- [Document text]

** start **

Here are some power and temp numbers running under load. Using ASCIART.BAS and LOG10K.BAS as benchmarks. Readings taken from my PSU and IR thermometer. Temps taken after 30 minutes of operation at idle and then under load at around 70F (21C) ambient.
Standard Keyboard (No Backlight): 0.090 to 0.100A / 0.81 to 0.105W max draw - Around 100F (38C) on the LM7805, hovering around 98F.
Standard LED Backlit Keyboard: 0.255 to 0.265A / 2.25 to 2.40W max draw - Around 110 to 115F on the LM7805, hovering around 111F (44C).
Note that the power draw and temps are affected by your choice of keyboard, however the numbers are so small it really doesn't matter much as long as your 9V source can provide the power needed. The temps using the smaller heatsink are also well within the safe operational range of the LM7805 voltage regulator. Remember, these voltage regulators work by dissipating the excess voltage as heat, and you generally don't want to operate electronics anywhere near their max operational temperature. The LM7805 can handle a lot of heat, but the max temp often used for safety is about 110C (230F), and we never go over 46C (115F). So this system stays nice and "cool" by LM7805 standards.
Once you have it all hooked up, just power it up and enjoy! I'm not going to cover troubleshooting in any detail for the same reason as on the Z80-MBC2, not enough time. However, if it's not working, make sure all the connections are hooked up correctly and securely, check to ensure you have the correct input selected on your monitor, and press the “Reset” button on the uTerm to see if that helps. You can also check the jumper settings for the color selector. If all else fails, hook the Z80-MBC2 back up to your PC using the USB serial adapter to ensure it's working. Note that there are test points on the uTerm PCB if you know how and need to use them, labeled as TP1, TP2 etc.

** end **

- [Dataset]
** start **

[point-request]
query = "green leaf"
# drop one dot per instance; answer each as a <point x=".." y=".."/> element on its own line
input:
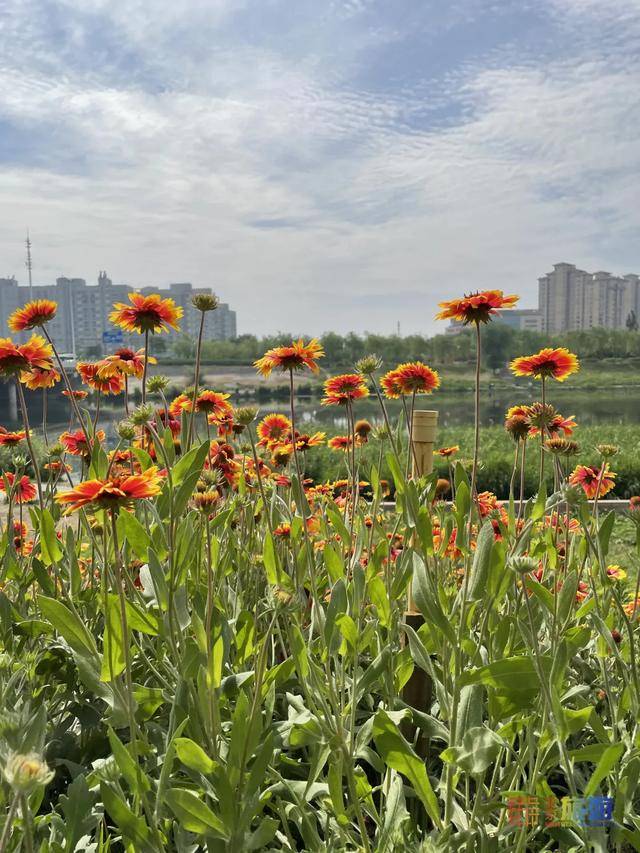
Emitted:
<point x="194" y="815"/>
<point x="479" y="749"/>
<point x="193" y="756"/>
<point x="50" y="550"/>
<point x="131" y="530"/>
<point x="427" y="601"/>
<point x="68" y="625"/>
<point x="113" y="661"/>
<point x="607" y="762"/>
<point x="398" y="754"/>
<point x="134" y="829"/>
<point x="481" y="561"/>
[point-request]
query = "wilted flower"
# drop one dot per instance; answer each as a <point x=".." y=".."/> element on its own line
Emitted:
<point x="607" y="450"/>
<point x="156" y="384"/>
<point x="205" y="301"/>
<point x="26" y="772"/>
<point x="476" y="307"/>
<point x="558" y="363"/>
<point x="368" y="364"/>
<point x="146" y="314"/>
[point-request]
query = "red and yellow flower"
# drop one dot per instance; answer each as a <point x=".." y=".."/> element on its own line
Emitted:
<point x="272" y="429"/>
<point x="447" y="452"/>
<point x="339" y="390"/>
<point x="23" y="489"/>
<point x="16" y="358"/>
<point x="416" y="378"/>
<point x="214" y="404"/>
<point x="40" y="378"/>
<point x="595" y="482"/>
<point x="146" y="314"/>
<point x="10" y="439"/>
<point x="89" y="373"/>
<point x="558" y="363"/>
<point x="181" y="403"/>
<point x="75" y="442"/>
<point x="113" y="492"/>
<point x="476" y="307"/>
<point x="124" y="362"/>
<point x="33" y="314"/>
<point x="295" y="357"/>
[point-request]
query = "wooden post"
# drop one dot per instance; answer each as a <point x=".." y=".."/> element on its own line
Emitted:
<point x="418" y="690"/>
<point x="423" y="433"/>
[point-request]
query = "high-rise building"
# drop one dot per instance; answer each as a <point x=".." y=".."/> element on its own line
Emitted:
<point x="83" y="310"/>
<point x="570" y="298"/>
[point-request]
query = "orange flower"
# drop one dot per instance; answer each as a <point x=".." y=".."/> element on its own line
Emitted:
<point x="558" y="363"/>
<point x="296" y="356"/>
<point x="10" y="439"/>
<point x="124" y="361"/>
<point x="214" y="403"/>
<point x="416" y="378"/>
<point x="390" y="385"/>
<point x="146" y="314"/>
<point x="341" y="389"/>
<point x="105" y="385"/>
<point x="15" y="358"/>
<point x="272" y="429"/>
<point x="340" y="442"/>
<point x="33" y="314"/>
<point x="39" y="378"/>
<point x="23" y="491"/>
<point x="114" y="492"/>
<point x="181" y="403"/>
<point x="306" y="441"/>
<point x="75" y="443"/>
<point x="476" y="307"/>
<point x="588" y="478"/>
<point x="446" y="452"/>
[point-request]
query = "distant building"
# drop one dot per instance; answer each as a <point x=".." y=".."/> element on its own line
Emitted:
<point x="570" y="298"/>
<point x="83" y="310"/>
<point x="517" y="318"/>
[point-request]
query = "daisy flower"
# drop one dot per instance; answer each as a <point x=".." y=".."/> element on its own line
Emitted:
<point x="476" y="307"/>
<point x="296" y="356"/>
<point x="33" y="314"/>
<point x="558" y="363"/>
<point x="146" y="314"/>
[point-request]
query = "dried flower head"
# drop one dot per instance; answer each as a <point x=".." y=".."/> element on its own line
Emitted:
<point x="126" y="430"/>
<point x="607" y="450"/>
<point x="246" y="415"/>
<point x="156" y="384"/>
<point x="368" y="364"/>
<point x="26" y="772"/>
<point x="205" y="301"/>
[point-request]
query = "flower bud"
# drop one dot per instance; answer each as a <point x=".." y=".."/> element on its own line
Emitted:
<point x="27" y="772"/>
<point x="205" y="301"/>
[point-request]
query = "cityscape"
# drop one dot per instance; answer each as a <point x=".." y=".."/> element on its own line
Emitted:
<point x="81" y="325"/>
<point x="572" y="299"/>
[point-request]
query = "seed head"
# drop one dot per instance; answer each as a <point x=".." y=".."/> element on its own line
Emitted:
<point x="142" y="415"/>
<point x="205" y="302"/>
<point x="368" y="364"/>
<point x="245" y="415"/>
<point x="155" y="384"/>
<point x="126" y="430"/>
<point x="26" y="772"/>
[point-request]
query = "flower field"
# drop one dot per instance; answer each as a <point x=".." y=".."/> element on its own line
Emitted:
<point x="206" y="645"/>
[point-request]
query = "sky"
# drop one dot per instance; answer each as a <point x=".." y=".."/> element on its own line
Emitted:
<point x="322" y="164"/>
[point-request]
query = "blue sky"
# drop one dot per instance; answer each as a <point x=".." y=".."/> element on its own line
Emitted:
<point x="337" y="164"/>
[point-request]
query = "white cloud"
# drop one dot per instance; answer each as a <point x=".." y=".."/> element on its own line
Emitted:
<point x="308" y="202"/>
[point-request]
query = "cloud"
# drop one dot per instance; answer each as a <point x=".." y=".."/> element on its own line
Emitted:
<point x="256" y="148"/>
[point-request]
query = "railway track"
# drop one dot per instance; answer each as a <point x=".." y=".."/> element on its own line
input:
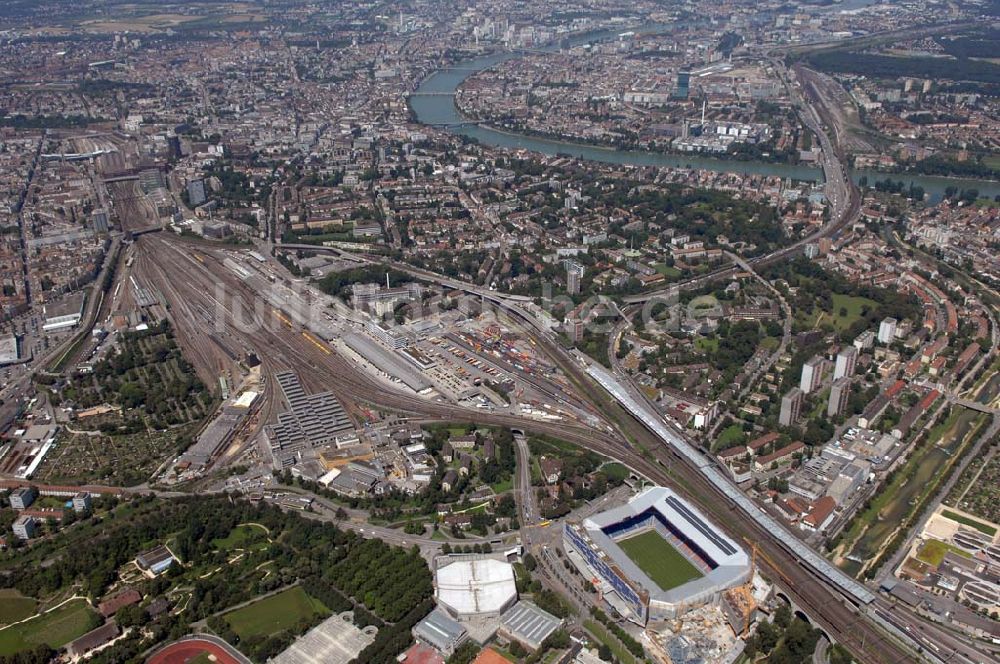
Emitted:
<point x="638" y="448"/>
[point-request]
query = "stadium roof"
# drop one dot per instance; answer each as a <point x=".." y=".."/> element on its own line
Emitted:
<point x="470" y="587"/>
<point x="732" y="565"/>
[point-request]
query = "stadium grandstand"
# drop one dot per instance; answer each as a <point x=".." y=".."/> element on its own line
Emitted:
<point x="656" y="557"/>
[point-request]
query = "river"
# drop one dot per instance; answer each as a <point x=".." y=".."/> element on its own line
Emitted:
<point x="433" y="103"/>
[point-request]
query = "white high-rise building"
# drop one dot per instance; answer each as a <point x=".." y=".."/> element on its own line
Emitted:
<point x="812" y="374"/>
<point x="887" y="331"/>
<point x="839" y="394"/>
<point x="846" y="361"/>
<point x="791" y="404"/>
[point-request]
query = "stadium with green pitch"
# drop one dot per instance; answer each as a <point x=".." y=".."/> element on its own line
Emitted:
<point x="656" y="557"/>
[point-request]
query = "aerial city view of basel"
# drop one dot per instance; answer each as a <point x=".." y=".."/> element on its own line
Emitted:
<point x="500" y="331"/>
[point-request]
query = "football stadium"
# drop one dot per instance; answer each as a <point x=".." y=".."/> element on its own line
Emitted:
<point x="655" y="557"/>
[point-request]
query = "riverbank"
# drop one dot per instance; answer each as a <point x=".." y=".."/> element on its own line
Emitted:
<point x="433" y="103"/>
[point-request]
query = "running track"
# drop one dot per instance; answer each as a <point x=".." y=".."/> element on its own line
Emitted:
<point x="182" y="652"/>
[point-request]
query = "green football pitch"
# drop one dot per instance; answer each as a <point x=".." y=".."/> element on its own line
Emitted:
<point x="659" y="560"/>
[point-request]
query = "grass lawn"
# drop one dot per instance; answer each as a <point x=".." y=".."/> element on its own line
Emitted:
<point x="240" y="536"/>
<point x="972" y="523"/>
<point x="274" y="614"/>
<point x="770" y="343"/>
<point x="933" y="552"/>
<point x="56" y="628"/>
<point x="601" y="634"/>
<point x="729" y="437"/>
<point x="14" y="606"/>
<point x="201" y="658"/>
<point x="502" y="486"/>
<point x="852" y="306"/>
<point x="707" y="345"/>
<point x="660" y="561"/>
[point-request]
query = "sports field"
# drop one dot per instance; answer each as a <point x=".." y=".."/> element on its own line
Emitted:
<point x="660" y="561"/>
<point x="275" y="613"/>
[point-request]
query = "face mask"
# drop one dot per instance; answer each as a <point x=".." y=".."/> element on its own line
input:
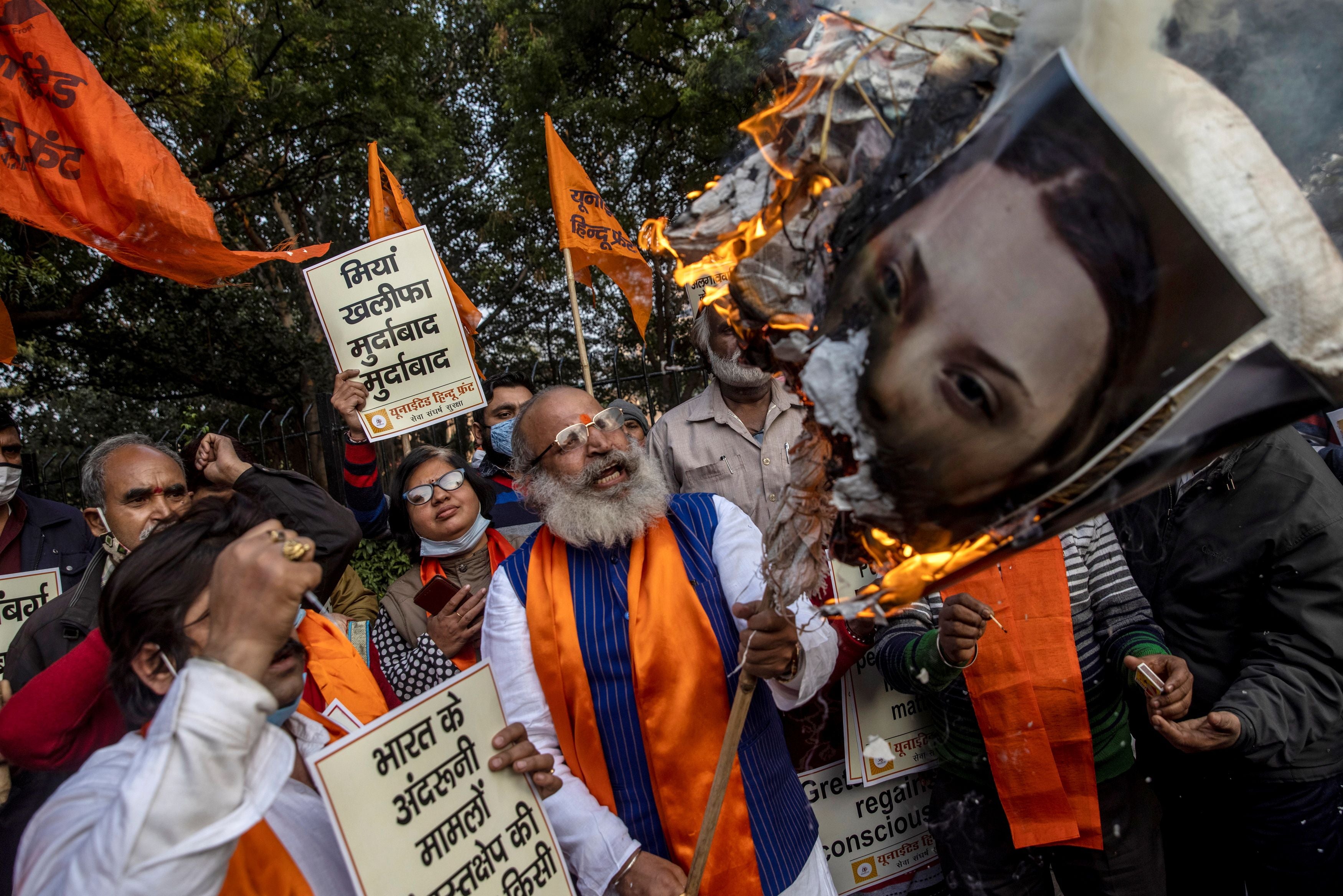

** end **

- [Complete the following]
1. Answer these from the text on power draw and temperatures:
(a) What was the ambient temperature when the readings were taken?
(b) What maximum temperature is often used for safety with the LM7805?
(c) How are the test points on the uTerm PCB labeled?
2. Go on with the text on power draw, temperatures and setup from the point where it stops.
The rows have nothing to do with this.

- [Answers to the exercise]
1.
(a) Around 70F (21C).
(b) About 110C (230F).
(c) As TP1, TP2 etc.

2.
There's also a modified firmware version available that adds a few more options you can try if nothing else is working, or you can re-flash the original firmware if you have the programming tool to do so.
Modified Firmware: https://gitlab.com/luckynate4/nuterm
My uTerm fired right up and has been working just fine. Since building the Z80-MBC2, I has since settled in on using CP/M 3 and have grown quite attached to the classic green text. The Asus monitors I use have legacy VGA inputs and have the ability to run that input at 4:3, so it's about as “authentic” as you can get using modern hardware.
Now that I have the uTerm all setup and running, the final step is to cram it all into a case that does the build justice, completing the “modern-retro” look I want for this cool little Z80 computer.
I did print the brackets the author included, the flat (horizontal) mount version, just to see how they worked, and they print just fine on my Ender 3, as you can see. The print time is about 5 1/2 minutes per bracket.
I will be using a pre-existing enclosure and modifying it to fit my needs for the final build. I had considered 3D printing a full custom case, but to be blunt, that’s a little outside my 3D design capability at the moment considering the overall size, however I have found a couple cases I can easily modify and 3D print only the parts I need to complete the build.
Thanks for reading and I’ll see you in the 3rd and final part, where it all comes together!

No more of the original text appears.